- PROBLEM TO SOLVE:
Repeat the records below word for word.

Top of SUPPLIED MATERIAL

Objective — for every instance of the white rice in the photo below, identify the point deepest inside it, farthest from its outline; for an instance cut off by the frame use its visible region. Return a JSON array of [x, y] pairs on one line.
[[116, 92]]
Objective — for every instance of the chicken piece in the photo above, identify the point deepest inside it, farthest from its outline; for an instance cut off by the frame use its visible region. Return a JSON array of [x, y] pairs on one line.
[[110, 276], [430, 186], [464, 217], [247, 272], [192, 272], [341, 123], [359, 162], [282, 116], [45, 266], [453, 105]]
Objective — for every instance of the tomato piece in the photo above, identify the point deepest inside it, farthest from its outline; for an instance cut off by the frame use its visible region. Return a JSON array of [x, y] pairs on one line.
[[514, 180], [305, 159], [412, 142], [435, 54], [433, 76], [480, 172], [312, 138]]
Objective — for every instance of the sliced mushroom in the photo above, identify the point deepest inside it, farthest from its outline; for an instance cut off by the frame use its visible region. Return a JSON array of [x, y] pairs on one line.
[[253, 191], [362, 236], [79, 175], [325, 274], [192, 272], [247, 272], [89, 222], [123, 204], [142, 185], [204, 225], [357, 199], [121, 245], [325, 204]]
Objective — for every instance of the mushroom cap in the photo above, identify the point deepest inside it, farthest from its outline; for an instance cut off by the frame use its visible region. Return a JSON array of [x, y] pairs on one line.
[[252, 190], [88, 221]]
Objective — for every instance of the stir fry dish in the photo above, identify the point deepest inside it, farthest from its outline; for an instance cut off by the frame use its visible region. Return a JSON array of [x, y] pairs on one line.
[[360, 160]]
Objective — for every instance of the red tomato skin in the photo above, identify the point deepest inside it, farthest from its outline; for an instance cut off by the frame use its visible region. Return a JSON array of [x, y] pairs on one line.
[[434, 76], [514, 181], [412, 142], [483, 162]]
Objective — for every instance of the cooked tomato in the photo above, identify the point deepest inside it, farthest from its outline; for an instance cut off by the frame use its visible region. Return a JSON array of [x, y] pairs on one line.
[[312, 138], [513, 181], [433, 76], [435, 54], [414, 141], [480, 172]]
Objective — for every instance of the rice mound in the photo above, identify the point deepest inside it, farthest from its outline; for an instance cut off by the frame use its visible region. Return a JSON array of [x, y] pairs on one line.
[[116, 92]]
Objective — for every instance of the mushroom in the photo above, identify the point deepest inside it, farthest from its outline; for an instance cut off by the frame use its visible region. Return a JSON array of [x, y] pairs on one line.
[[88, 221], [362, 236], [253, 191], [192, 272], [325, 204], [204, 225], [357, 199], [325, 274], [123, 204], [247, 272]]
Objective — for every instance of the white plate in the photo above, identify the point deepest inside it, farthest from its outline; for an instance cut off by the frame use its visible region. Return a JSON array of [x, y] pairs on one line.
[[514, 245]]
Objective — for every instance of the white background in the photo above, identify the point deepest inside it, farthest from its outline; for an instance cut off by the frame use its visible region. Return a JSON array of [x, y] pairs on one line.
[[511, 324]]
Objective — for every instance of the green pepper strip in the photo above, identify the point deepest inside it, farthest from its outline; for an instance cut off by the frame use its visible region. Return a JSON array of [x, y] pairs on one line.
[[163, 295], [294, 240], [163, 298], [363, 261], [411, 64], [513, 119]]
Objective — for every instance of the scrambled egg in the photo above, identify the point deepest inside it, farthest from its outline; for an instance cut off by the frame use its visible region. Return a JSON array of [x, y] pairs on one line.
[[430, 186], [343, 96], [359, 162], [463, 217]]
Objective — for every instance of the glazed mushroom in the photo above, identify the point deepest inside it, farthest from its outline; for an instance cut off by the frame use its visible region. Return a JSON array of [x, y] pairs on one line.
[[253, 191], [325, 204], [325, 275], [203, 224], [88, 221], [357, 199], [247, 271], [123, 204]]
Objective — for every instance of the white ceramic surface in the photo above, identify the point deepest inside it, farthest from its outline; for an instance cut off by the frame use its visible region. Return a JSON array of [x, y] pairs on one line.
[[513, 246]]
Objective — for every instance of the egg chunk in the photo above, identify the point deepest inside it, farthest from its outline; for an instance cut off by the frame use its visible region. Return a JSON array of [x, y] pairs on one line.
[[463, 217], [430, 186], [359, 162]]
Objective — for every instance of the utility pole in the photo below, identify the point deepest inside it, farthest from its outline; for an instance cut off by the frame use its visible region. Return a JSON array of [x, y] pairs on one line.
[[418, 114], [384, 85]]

Bottom of SUPPLIED MATERIAL

- SOLUTION FOR THIS EXERCISE:
Objective — for every instance of the white rice in the photo below, identify the point deepest inside it, farthest from its outline; for an instance cut off by the frame use its visible region. Return a JSON array of [x, y] pairs on one line.
[[116, 92]]
Objective — for every instance of the chicken piece in the photo above, identify the point deepest inside it, farthest from its outline; for an instance cut off by the frame use its visible region. Return a JSON array of [x, y] pairs on one line.
[[110, 276], [430, 186], [464, 217], [247, 272], [192, 272], [341, 123], [359, 162], [282, 116], [45, 266], [453, 105]]
Objective — for every instance of the tomato piece in the photo above, identify the point deepest inside it, farthest from its outline; for an instance cut off by the frame use its visible region. Return a JSON array of [x, y] pairs on one line.
[[514, 180], [305, 159], [412, 142], [435, 54], [433, 76], [480, 172], [312, 138]]
Objective — for every instance of the sliced mushroom in the photo above, identify the point deepest inside it, farthest from its outline; for an instance cut off by the frame use its visible region. Return a JSON array of [x, y] pairs on one line.
[[253, 191], [362, 236], [79, 175], [325, 274], [192, 272], [247, 272], [89, 222], [123, 204], [142, 185], [204, 225], [357, 199], [121, 245], [325, 204]]
Objective — for every instance of the mushroom cap in the photo above, identify the point deepest inside it, farthest from its outline; for an instance cut off by the frame use its visible region. Return a JSON array of [x, y] pairs on one line.
[[252, 190], [88, 221]]
Objective — for every instance of the stir fry dish in the photo above, identify the point deepest inside it, farthest from its outline; for an instance cut off by the frame use its visible region. Return a JSON array of [x, y] pairs on one line.
[[360, 160]]
Objective — for every instance of the red tomato skin in the photo above, identify the point deepest inside it, farthest from its outline; for an instance cut off by the frame use its visible region. Return a JSON array of [x, y] pairs on one line.
[[434, 76], [514, 181], [412, 142], [483, 162]]
Objective — for every instance of the cooked tomato in the photo above, identify the point deepest inside it, farthest from its outline; for an instance cut off by the frame use its visible region. Return a JSON array of [x, y] pairs on one line.
[[312, 138], [513, 181], [433, 76], [435, 54], [414, 141], [480, 172]]
Objective — for every instance of the rice mound in the photo above, identify the point deepest inside it, farthest from its outline; for an instance cut off by the frame use its visible region. Return a JSON array of [x, y] pairs on one line.
[[116, 92]]
Objective — for every instance of the mushroom in the photo above, identify the point deepest inside it, farthest from its outline; for an instance cut off by the frame use its visible region. Return a JSON array of [x, y] pairs on one line.
[[88, 221], [362, 236], [253, 191], [192, 272], [325, 204], [204, 225], [357, 199], [325, 274], [123, 204], [247, 272]]
Objective — for every instance of the white plate in the photo above, identify the point deepest inside it, farthest from its outline; for an instance cut off by the frame use its visible region. Return a JSON array of [x, y] pairs on one line.
[[514, 245]]
Objective — for every instance of the white background in the photo above, identify the point deepest inside it, farthest from its outline; for an instance cut off by the frame use its visible region. Return a JSON array of [x, y] pairs on one line.
[[511, 324]]
Objective — for every instance of the green pepper strip in the photo above, identify the point deepest inside it, farthest from its outline; for an instance cut off by the frame use its visible region. Return a JSON array of [x, y] pairs on one line.
[[163, 295], [294, 240], [163, 298], [363, 261], [411, 64], [513, 119]]
Objective — for every instance of the scrambled egg in the photo above, identify the point deepest inside it, farthest from its outline; for an instance cut off by the frame use its visible region. Return a JSON array of [x, y] pairs on one line.
[[430, 186], [343, 96], [359, 162], [463, 217]]
Objective — for every instance of the glazed mushroom in the photo above, identify the point deepest inside it, farthest from its outline; for an instance cut off by the frame use its visible region. Return a JSON array of [x, y] pairs on one line.
[[253, 191], [325, 204], [325, 275], [203, 224], [88, 221], [357, 199], [247, 271], [123, 204]]
Objective — for every instance of the white ceramic surface in the photo above, identify the point deepest inside it, farthest from its outline; for an instance cut off by the frame use its visible region. Return a JSON array of [x, y] pairs on one line.
[[513, 246]]
Objective — for every instance of the egg chunk in the photo above, identify the point deepest inside it, farthest from its outline; for an instance cut off by the frame use its visible region. Return a JSON array of [x, y] pairs on one line.
[[463, 217], [430, 186], [359, 162]]
Objective — for every instance of the utility pole in the photo below, identify the point deepest inside it, farthest from its outline; for an instance cut off by the frame use its visible region. Return a JSON array of [x, y] pairs on one line.
[[418, 114], [384, 85]]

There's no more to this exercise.